Work item
Search the listing below for the word "from", and copy every line in which it turns up.

Available data
● ● ● ● ●

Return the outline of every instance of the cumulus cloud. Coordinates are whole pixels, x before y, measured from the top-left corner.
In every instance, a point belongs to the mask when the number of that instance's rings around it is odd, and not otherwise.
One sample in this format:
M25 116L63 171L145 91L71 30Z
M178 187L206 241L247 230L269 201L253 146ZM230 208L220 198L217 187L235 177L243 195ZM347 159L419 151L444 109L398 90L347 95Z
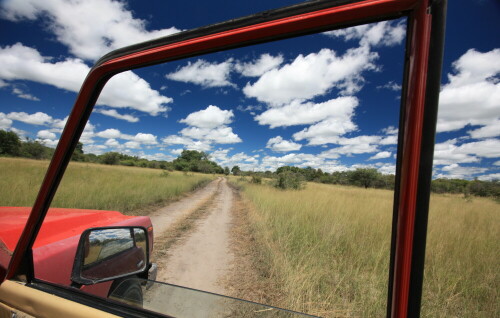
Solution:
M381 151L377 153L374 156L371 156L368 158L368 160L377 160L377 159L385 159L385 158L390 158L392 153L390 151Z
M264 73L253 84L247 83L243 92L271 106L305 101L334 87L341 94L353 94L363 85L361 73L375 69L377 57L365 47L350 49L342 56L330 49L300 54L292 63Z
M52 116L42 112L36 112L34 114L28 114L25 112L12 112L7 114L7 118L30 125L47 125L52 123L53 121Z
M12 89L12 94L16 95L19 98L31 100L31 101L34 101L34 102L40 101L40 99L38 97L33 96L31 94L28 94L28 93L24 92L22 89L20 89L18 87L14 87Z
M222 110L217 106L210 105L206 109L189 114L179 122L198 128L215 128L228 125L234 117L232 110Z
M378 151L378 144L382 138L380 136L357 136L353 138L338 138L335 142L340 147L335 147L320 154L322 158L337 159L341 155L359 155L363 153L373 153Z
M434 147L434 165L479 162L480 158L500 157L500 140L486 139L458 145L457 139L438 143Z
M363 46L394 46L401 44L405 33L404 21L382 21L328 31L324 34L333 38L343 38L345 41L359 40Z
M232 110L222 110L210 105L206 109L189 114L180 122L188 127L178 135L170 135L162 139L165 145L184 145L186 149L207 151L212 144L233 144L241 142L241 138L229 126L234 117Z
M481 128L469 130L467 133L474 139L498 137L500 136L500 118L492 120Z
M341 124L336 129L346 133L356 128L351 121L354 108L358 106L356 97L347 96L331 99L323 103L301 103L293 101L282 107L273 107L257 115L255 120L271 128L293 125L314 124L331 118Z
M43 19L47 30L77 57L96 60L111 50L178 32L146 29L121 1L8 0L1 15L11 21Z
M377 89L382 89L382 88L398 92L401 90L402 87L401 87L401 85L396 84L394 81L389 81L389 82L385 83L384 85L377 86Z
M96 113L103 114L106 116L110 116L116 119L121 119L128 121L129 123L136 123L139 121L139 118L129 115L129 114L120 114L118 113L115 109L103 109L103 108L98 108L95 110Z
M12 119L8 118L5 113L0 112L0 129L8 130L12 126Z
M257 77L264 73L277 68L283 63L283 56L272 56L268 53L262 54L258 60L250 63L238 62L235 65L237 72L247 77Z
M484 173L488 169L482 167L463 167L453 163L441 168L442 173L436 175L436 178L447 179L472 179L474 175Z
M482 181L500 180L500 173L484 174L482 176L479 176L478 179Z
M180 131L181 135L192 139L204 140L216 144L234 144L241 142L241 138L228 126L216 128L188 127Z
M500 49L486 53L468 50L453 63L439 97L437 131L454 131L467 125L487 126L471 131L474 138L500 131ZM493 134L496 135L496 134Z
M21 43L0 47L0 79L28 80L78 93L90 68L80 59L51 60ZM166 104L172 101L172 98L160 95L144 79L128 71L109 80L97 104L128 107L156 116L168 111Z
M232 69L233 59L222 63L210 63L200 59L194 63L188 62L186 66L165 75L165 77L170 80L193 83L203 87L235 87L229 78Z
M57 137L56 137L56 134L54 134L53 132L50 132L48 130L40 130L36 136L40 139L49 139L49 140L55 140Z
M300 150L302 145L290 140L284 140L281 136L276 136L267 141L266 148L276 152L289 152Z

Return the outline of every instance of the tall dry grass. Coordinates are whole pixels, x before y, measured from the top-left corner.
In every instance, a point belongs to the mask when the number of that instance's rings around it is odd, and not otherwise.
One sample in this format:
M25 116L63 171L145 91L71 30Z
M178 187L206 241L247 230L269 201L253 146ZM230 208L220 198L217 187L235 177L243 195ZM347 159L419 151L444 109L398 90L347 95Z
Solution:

● ● ● ● ●

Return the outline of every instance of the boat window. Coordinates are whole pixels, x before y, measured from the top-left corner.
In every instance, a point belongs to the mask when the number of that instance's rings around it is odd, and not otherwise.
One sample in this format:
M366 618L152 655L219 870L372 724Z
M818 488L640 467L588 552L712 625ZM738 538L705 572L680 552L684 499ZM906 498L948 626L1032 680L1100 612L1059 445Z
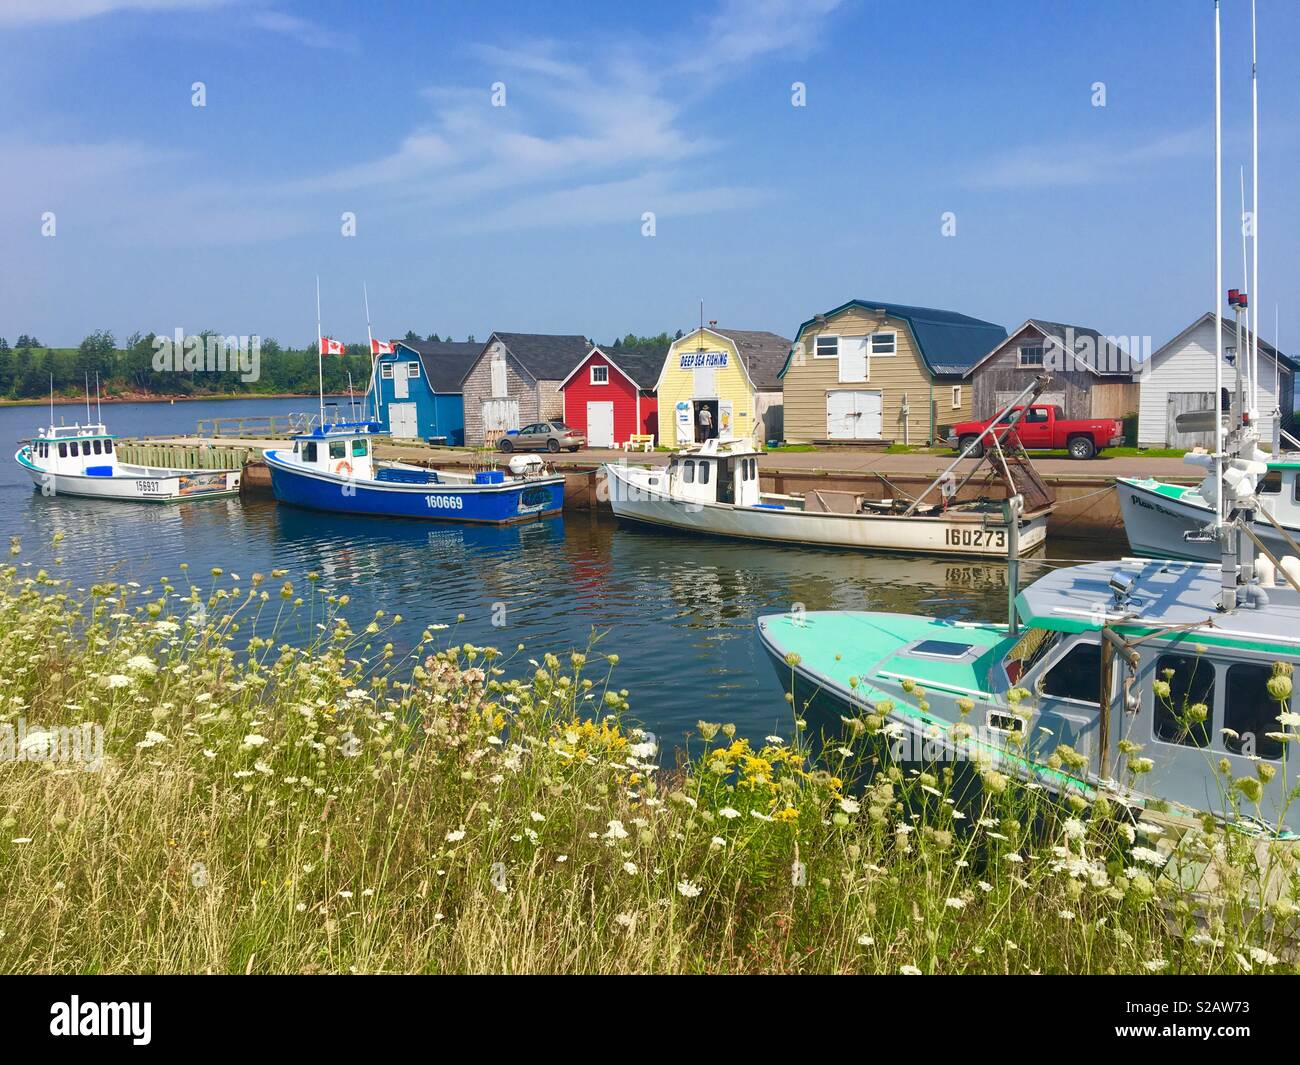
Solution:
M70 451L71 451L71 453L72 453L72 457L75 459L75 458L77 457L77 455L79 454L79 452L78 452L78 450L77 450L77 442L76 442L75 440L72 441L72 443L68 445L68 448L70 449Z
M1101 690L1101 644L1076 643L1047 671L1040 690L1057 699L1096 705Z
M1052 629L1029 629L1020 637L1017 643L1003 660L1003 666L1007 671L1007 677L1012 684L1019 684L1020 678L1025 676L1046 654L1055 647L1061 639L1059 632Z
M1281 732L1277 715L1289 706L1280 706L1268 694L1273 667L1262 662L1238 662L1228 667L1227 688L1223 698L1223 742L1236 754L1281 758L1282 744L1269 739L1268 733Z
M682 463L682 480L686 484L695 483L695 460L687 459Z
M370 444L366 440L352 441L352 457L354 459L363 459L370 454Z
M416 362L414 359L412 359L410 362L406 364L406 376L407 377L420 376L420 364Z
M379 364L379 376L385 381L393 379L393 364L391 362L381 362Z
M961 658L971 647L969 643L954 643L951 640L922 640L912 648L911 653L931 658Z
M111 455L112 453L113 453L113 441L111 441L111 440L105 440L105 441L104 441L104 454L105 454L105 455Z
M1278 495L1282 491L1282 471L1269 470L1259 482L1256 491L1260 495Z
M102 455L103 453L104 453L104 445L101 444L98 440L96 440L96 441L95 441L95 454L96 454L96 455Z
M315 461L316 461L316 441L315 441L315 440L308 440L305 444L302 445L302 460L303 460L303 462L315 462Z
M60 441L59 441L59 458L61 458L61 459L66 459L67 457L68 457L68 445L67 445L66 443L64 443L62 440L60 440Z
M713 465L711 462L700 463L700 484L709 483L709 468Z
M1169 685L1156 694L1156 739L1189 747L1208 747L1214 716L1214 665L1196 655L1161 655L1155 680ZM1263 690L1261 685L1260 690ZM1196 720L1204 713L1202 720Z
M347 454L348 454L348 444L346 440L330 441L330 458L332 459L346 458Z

● ● ● ● ●

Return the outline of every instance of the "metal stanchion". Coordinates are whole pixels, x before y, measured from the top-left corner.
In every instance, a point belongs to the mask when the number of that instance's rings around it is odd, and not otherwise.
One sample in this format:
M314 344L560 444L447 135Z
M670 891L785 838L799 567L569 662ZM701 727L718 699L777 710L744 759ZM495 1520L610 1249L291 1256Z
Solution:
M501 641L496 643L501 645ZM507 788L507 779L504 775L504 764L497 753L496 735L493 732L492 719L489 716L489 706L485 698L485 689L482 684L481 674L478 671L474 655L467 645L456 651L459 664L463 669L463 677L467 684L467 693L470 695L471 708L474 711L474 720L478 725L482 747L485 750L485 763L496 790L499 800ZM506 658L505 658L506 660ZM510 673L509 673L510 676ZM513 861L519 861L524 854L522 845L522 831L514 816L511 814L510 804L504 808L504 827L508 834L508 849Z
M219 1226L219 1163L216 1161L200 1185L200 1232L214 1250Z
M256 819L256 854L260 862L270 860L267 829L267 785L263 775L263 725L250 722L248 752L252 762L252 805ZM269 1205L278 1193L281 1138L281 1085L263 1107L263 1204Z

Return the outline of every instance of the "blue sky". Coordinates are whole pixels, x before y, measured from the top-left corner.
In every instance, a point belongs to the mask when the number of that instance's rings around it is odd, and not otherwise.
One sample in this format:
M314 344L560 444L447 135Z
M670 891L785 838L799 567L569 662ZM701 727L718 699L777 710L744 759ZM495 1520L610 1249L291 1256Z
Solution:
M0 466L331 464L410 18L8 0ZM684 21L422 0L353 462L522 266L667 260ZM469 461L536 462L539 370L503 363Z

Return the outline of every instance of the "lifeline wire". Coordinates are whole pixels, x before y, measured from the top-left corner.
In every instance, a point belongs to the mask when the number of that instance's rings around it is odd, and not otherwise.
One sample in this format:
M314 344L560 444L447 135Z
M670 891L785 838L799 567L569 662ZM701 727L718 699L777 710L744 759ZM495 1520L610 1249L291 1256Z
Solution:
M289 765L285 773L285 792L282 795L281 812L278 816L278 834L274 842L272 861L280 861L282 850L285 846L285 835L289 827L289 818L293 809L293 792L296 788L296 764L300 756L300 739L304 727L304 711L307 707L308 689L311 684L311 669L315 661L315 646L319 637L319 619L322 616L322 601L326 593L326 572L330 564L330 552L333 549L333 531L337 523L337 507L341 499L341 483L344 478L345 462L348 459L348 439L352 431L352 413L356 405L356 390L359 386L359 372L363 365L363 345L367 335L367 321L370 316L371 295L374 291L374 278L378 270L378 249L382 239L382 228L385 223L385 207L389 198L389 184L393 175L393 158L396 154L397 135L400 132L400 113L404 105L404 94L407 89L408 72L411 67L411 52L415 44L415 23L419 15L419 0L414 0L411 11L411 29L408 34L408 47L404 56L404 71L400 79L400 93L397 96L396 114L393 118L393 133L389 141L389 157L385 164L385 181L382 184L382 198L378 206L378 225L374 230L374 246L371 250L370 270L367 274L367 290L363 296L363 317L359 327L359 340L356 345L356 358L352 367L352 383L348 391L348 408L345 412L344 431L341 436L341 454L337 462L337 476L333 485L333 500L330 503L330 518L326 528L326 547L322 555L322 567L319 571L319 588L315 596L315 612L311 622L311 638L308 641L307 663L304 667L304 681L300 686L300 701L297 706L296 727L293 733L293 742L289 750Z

● ● ● ● ●

Expected answer
Return the outline of every instance of the cumulus cloud. Coordinates are whole pixels, x before y, measured from the top-left corner.
Return the outline of every instance of the tall dry grass. Coordinates are whole pixels, x before y, measured from the top-left corner.
Return the outline of every instance of the boat window. Coordinates are whole pixels, x before y, measured from the top-left corner.
Return the outline of every instance of the "metal stanchion". Coordinates are whole pixels, x before y, measured from the top-left corner.
Return the outline of every instance of the "blue sky". Coordinates are whole pixels, x before y, measured from the top-left corner.
Return the outline of every instance of the "lifeline wire". Coordinates are whole pixels, x before y, measured from the top-left corner.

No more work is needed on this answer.